| EXTRAIT DU TEXTE |
Les bilans à grands traits
Tout d’abord, il convient de souligner une caractéristique commune aux principales organisations politiques qui ont jusqu'ici administré le Sénégal : c’est l’absence de démocratie en leur sein, les débats internes autour des idées et des programmes étant réduits à leur plus simple expression : l’avis du « chef », une fois exprimé, ne laisse plus aucune place à quelque autre opinion que ce soit. Qui plus est, il est souvent organisé autour de la personne du secrétaire général du parti un culte qui ne dit pas son nom : c’est toujours lui qui a le monopole des idées, de la vision, et on a vu des partis qui n’ont même plus besoin de tenir un congrès, l’organe exécutif ( bureau politique ou comité directeur) exerçant cette fonction ; ainsi, à la veille d’élections importantes, l’on se passe des congrès d’investiture qui devraient être les seuls habilités à définir, après débats approfondis, avant même de choisir les candidats à proposer au suffrage des citoyens, un programme précis de gouvernance, soit au niveau national, soit à l’échelon local, selon la nature de la consultation.
Voilà d’ailleurs pourquoi, chaque fois qu'un ou plusieurs militants souhaitent exprimer une opinion contenant la moindre différence avec celle de la direction du parti, les réactions sont brutales, et tout de suite l’on parle de démarche fractionniste en refusant toute discussion. Et pourtant, il devrait être possible, dans toute organisation démocratique, de laisser exposer un point de vue, d’ouvrir un débat si nécessaire, pour ensuite organiser un vote et trancher la question. Chaque fois qu'une telle procédure a été écartée, les personnes professant l’opinion contraire ont quitté le parti pour en fonder un autre .
Comment peut –on, dans ces conditions, s’assurer que les meilleures orientations sont retenues et les stratégies les plus efficaces adoptées ? De plus, le contexte économique interne et la conjoncture internationale pouvant connaître des modifications fréquentes et profondes, susceptibles de remettre en cause non seulement plusieurs approches, mais aussi les projets et programmes eux-mêmes, les ajustements et corrections rendus nécessaires par ce type de situations devraient impliquer de larges échanges et discussions, au sein des partis et dans les cercles de réflexion que constituent les organisations de la société civile.

| TRAVAIL DEMANDÉ |
D'après l'extrait sur les partis politiques sénégalais, qu'ont fait les personnes professant l'opinion contraire chaque fois que la procédure de débat suivi d'un vote a été écartée ? Les enregistrements ne jouent aucun rôle dans cet exercice.

[Entrées d'annotation de régions d'images]
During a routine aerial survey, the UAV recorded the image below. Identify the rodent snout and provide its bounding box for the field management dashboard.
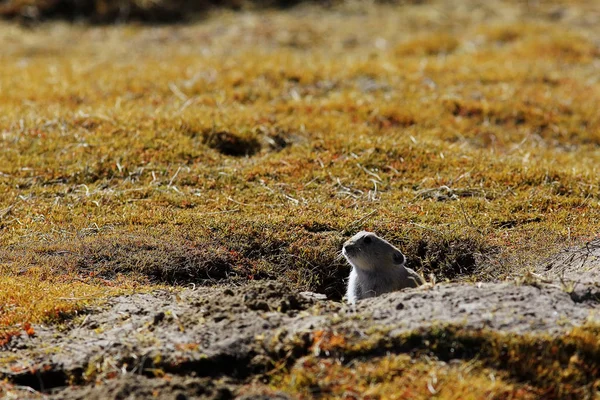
[342,242,358,255]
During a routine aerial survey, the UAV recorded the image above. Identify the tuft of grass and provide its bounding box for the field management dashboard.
[0,0,600,325]
[270,325,600,399]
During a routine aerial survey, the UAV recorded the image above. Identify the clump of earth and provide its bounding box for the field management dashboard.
[0,241,600,399]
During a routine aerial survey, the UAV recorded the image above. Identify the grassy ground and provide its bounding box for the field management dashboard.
[0,1,600,329]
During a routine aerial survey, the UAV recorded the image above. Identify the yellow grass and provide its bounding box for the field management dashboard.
[0,0,600,326]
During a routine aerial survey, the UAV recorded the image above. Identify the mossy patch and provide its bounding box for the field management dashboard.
[271,326,600,399]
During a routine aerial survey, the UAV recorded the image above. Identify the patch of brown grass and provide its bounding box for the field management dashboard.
[271,326,600,399]
[0,0,600,325]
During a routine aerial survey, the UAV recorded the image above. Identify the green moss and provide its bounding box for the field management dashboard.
[0,0,600,325]
[271,325,600,399]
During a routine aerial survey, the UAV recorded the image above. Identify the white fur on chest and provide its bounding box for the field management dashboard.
[346,267,407,304]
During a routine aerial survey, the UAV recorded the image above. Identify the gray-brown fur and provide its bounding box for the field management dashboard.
[342,231,423,304]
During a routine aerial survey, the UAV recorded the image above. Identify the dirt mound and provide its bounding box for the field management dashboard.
[0,282,599,399]
[538,239,600,286]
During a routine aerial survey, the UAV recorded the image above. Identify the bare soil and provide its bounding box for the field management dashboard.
[0,239,600,399]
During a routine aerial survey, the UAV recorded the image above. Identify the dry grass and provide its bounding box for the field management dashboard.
[270,325,600,399]
[0,1,600,332]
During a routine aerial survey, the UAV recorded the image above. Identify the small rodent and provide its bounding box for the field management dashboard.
[342,231,423,304]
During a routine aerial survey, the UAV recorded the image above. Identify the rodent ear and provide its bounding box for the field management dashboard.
[394,251,406,265]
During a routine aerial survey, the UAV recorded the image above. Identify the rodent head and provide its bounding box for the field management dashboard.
[342,231,406,271]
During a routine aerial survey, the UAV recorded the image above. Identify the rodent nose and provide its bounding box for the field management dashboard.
[343,242,356,251]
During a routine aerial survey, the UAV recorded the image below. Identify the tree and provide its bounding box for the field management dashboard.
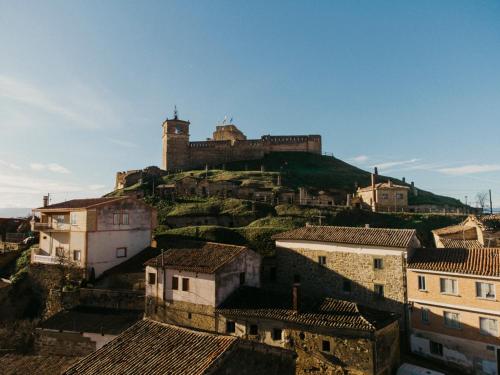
[476,191,488,212]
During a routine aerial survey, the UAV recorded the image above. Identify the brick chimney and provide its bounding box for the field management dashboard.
[292,283,300,312]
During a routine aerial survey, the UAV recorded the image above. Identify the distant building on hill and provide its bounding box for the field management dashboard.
[162,111,321,171]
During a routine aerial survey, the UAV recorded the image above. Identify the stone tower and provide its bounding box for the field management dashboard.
[162,108,189,170]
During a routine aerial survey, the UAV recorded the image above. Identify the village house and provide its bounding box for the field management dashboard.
[432,215,500,248]
[146,242,261,331]
[408,248,500,375]
[272,226,420,329]
[64,319,295,375]
[216,284,399,375]
[356,174,410,212]
[31,197,156,277]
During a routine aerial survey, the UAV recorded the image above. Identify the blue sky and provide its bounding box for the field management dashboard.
[0,0,500,207]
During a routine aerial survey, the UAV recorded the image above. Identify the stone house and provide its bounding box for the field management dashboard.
[63,319,295,375]
[146,242,261,331]
[356,175,410,212]
[31,197,156,277]
[407,248,500,375]
[272,226,420,329]
[432,215,500,248]
[216,285,399,375]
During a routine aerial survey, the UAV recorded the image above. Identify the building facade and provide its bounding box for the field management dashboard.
[162,113,321,171]
[408,248,500,375]
[272,226,420,329]
[31,197,156,277]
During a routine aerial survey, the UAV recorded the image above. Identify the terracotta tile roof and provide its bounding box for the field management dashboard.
[217,287,398,331]
[408,248,500,277]
[0,354,80,375]
[272,226,416,248]
[64,319,237,375]
[440,238,483,249]
[38,306,143,335]
[37,197,128,210]
[146,242,248,273]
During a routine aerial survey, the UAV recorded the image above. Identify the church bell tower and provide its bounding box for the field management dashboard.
[162,107,189,171]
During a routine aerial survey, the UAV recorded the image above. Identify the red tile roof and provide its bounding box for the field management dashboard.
[272,226,416,248]
[408,248,500,277]
[37,197,129,210]
[64,319,237,375]
[146,242,249,273]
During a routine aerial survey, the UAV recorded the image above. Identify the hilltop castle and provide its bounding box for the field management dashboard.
[162,110,321,171]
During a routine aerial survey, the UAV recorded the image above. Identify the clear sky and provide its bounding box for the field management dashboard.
[0,0,500,207]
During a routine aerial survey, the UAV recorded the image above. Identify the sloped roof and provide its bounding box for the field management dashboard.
[440,238,483,249]
[146,242,248,273]
[39,306,143,335]
[37,197,125,211]
[217,287,398,331]
[64,319,237,375]
[408,248,500,277]
[272,226,416,248]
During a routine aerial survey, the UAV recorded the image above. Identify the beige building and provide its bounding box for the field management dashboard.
[31,197,156,277]
[356,175,410,212]
[272,226,420,328]
[146,242,261,331]
[432,215,500,247]
[408,248,500,375]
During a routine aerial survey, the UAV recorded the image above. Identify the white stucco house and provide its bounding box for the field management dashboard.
[31,197,156,277]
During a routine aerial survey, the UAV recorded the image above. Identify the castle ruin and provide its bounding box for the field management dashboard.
[162,111,321,171]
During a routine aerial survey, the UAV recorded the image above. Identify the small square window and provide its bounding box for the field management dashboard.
[249,324,259,335]
[182,277,189,292]
[116,247,127,258]
[226,320,236,333]
[321,340,330,353]
[172,276,179,290]
[273,328,283,341]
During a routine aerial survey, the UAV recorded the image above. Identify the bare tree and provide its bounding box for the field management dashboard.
[476,191,488,212]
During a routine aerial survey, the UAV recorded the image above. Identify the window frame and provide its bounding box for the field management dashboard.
[116,247,127,258]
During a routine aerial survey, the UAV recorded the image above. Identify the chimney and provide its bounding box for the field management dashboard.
[292,283,300,312]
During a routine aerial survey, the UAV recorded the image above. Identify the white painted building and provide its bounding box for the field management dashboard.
[31,197,156,277]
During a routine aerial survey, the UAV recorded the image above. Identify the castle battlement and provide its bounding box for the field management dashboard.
[162,114,321,170]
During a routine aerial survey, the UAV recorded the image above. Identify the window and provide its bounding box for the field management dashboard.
[479,318,498,336]
[476,281,495,299]
[439,278,458,294]
[429,341,443,357]
[273,328,282,341]
[226,320,236,333]
[321,340,330,353]
[182,277,189,292]
[342,279,351,293]
[373,284,384,299]
[443,311,460,329]
[418,276,427,290]
[249,324,259,336]
[122,212,128,225]
[420,308,429,323]
[116,247,127,258]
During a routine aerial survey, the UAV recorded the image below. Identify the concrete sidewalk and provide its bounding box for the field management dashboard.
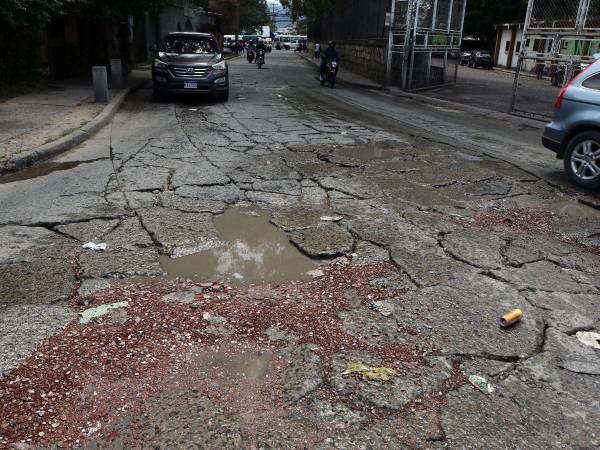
[0,70,149,173]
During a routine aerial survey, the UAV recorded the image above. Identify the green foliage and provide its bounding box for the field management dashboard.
[240,0,271,32]
[281,0,340,21]
[0,0,68,29]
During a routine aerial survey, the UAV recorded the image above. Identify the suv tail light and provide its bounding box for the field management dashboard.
[554,64,592,109]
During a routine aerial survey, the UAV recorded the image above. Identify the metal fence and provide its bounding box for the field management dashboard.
[511,0,600,119]
[388,0,466,91]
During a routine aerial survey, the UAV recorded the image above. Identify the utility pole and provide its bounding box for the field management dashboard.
[385,0,396,86]
[235,0,240,54]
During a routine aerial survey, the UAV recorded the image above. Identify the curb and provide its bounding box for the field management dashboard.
[0,80,148,175]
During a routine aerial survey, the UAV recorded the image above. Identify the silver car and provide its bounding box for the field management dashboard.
[542,61,600,189]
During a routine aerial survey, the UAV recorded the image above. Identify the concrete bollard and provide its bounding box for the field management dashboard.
[110,58,123,87]
[92,66,108,103]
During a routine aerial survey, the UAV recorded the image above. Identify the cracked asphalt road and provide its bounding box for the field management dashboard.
[0,53,600,449]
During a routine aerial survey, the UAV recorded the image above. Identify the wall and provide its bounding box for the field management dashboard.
[308,0,390,83]
[332,39,387,83]
[510,30,525,69]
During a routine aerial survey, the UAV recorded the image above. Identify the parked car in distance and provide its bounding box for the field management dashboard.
[467,51,494,69]
[150,32,229,101]
[458,52,473,66]
[283,41,300,50]
[542,61,600,189]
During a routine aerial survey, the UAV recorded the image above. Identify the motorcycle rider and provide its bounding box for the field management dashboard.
[320,41,340,80]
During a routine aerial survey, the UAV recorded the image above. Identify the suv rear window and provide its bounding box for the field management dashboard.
[581,73,600,91]
[161,36,219,55]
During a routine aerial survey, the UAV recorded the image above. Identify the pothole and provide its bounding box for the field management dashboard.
[332,142,410,162]
[160,209,316,285]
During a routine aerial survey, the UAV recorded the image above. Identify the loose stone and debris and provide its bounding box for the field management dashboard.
[0,54,600,449]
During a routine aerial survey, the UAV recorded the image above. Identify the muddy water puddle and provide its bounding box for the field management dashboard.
[0,161,94,184]
[160,209,316,285]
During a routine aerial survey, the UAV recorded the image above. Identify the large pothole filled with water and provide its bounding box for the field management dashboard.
[160,209,317,285]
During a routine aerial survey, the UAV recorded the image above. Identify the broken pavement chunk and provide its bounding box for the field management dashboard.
[342,362,398,381]
[79,302,129,324]
[469,375,494,395]
[82,242,107,252]
[500,309,523,328]
[575,331,600,350]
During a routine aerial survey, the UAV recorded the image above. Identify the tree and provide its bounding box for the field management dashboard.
[240,0,271,31]
[281,0,340,21]
[464,0,527,48]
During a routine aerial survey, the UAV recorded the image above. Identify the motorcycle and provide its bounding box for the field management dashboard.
[256,50,265,69]
[320,61,339,89]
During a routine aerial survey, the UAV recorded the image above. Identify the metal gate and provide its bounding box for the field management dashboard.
[511,0,600,118]
[387,0,466,91]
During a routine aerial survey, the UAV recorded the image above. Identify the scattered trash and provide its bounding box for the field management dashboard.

| RÉSULTAT OBTENU |
Elles ont quitté le parti pour en fonder un autre.